> Goal:
Please reproduce the items below line for line, without changing anything.
## Start Data supplied
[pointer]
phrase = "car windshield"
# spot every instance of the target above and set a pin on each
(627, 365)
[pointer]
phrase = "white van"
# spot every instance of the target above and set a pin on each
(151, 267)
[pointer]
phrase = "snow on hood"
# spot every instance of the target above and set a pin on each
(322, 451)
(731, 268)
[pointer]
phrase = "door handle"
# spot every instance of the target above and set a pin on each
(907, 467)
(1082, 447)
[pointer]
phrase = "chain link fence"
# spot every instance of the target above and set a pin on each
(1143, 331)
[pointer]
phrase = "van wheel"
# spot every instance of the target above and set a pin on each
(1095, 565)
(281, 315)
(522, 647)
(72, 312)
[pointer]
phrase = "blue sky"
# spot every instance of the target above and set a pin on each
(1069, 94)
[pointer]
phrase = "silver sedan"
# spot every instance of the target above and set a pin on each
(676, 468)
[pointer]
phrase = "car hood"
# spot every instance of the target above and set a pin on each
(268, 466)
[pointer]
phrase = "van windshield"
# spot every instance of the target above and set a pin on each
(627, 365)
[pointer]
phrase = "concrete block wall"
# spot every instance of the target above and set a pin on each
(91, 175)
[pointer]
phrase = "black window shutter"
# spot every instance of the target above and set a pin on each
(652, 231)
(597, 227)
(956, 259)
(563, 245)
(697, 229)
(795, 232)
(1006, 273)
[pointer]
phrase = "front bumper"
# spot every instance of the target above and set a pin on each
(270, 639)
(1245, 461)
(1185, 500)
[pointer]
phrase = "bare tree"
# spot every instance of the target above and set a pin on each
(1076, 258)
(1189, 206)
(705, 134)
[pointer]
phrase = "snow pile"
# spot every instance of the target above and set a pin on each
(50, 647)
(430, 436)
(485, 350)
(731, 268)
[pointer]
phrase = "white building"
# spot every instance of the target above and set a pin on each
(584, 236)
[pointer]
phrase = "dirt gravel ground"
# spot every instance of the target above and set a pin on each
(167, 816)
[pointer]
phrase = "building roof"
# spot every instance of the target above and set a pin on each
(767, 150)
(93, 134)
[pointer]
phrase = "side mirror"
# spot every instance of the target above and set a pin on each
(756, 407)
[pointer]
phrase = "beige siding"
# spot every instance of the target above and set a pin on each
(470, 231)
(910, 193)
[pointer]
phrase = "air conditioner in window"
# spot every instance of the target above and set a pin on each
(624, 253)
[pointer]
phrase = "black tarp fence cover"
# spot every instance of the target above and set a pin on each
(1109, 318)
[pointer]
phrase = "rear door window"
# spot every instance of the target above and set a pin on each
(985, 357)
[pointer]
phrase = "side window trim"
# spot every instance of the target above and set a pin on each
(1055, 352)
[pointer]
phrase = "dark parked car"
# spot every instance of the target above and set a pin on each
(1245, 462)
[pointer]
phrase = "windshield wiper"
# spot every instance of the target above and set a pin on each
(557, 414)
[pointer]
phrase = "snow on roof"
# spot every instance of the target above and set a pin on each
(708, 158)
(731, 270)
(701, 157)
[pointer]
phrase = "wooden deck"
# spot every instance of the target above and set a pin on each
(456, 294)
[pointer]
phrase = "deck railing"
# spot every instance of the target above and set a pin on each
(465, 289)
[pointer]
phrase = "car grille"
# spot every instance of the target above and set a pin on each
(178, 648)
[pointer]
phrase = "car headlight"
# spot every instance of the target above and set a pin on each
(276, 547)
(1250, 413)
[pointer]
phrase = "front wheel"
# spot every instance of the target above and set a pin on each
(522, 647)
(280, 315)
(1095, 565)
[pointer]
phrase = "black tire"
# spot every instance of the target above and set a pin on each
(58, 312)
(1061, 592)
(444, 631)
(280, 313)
## End Data supplied
> Expected answer:
[pointer]
phrase = "car windshield"
# spot every instance of the target above and set a pin on each
(627, 365)
[pointer]
phrase = "white van"
# spot every instance of the target above and set a pin on each
(151, 267)
[pointer]
phrase = "snow on hood"
# spot every instance of the target above and set a pin on each
(322, 451)
(731, 268)
[pointer]
phrase = "door handle"
# spot every instance of the target above and set a pin on each
(907, 467)
(1082, 447)
[pointer]
phrase = "chain link fence"
# spot every instance of the target above and set a pin on each
(1143, 331)
[pointer]
phrase = "van wheel"
# spot every instance of the target above and set a pin on each
(1095, 565)
(281, 315)
(522, 647)
(72, 312)
[pointer]
phrase = "blue sky"
# spot every instance of the target above and set a pin on each
(1069, 94)
[pointer]
phrase = "silver sedan"
# spot every instance of the target above and set a pin on each
(676, 468)
[pointer]
phrase = "car hood"
# spot every instance of the target above and set a pin on each
(268, 466)
[pointer]
phrase = "van windshield"
# spot every instance of the target above and set a pin on each
(627, 365)
[pointer]
phrase = "concrete block wall"
# spot every instance of the target above and set a pin on each
(91, 175)
[pointer]
phrase = "black window shutter"
# spot every instance of the target above and set a pin on each
(652, 231)
(597, 227)
(956, 259)
(563, 245)
(697, 229)
(795, 232)
(1006, 273)
[pointer]
phrase = "front bumper"
# spot every instance of the target above and set a pin on each
(270, 639)
(1245, 461)
(1185, 500)
[pointer]
phrase = "bare tree"
# spot every instance of the target above and set a pin on each
(1076, 258)
(1189, 206)
(705, 134)
[pointer]
phrase = "snow pile"
# spot every instance of the target above and set a pin on each
(50, 647)
(430, 436)
(485, 350)
(731, 268)
[pointer]
phrase = "white building"
# spot every instance of the target above and set a pin on each
(584, 236)
[pointer]
phrase = "dirt gravel ground"
# spot every instance of the target above and set a pin on each
(167, 816)
[pointer]
phrase = "building roof"
# spot every instance of the target above and set a pin on each
(767, 150)
(93, 134)
[pointer]
phrase = "side mirror"
# spot every instance of the target above and set a pin on each
(756, 407)
[pointer]
phrase = "beige siding"
# spot every instance of the target above and set a pin on each
(470, 231)
(910, 193)
[pointer]
phrase = "air conditioner in window"
# spot every instance of the target above and set a pin on each
(624, 253)
[pointer]
phrase = "black tarp fence cover"
# spot every instance of the target above and set a pin on each
(1109, 318)
[pointer]
phrase = "rear door window"
# spot every instance of the target above and set a pin on each
(985, 357)
[pointer]
phrase = "side window trim"
# spot every instance of the target above and set a pin on each
(1055, 352)
[pointer]
phrase = "dark parked car"
# spot every instance of the target above and set a pin on each
(1245, 462)
[pointer]
phrase = "windshield wiper"
# spot every instance of the target above and set a pin on each
(557, 414)
[pointer]
phrase = "snow on roof"
# spot every instance of the target above and set a pin on each
(708, 158)
(731, 270)
(701, 157)
[pointer]
phrase = "wooden deck"
# spot every instance of the target above and set a pin on each
(456, 294)
[pointer]
phrase = "deck railing"
# spot every instance of the target above and set a pin on each
(465, 289)
[pointer]
phrase = "car grille"
# spot every instance of the target above and set a pin on each
(178, 648)
[pointer]
phrase = "car headlight"
# spot every instance of the target above and set a pin on each
(276, 547)
(1250, 413)
[pointer]
phrase = "front wheel"
# spot every instance of the target above and set a pin on each
(522, 647)
(280, 315)
(1095, 565)
[pointer]
phrase = "black tire"
# spot every instance of the target above and set a pin on each
(58, 312)
(1061, 592)
(444, 631)
(280, 313)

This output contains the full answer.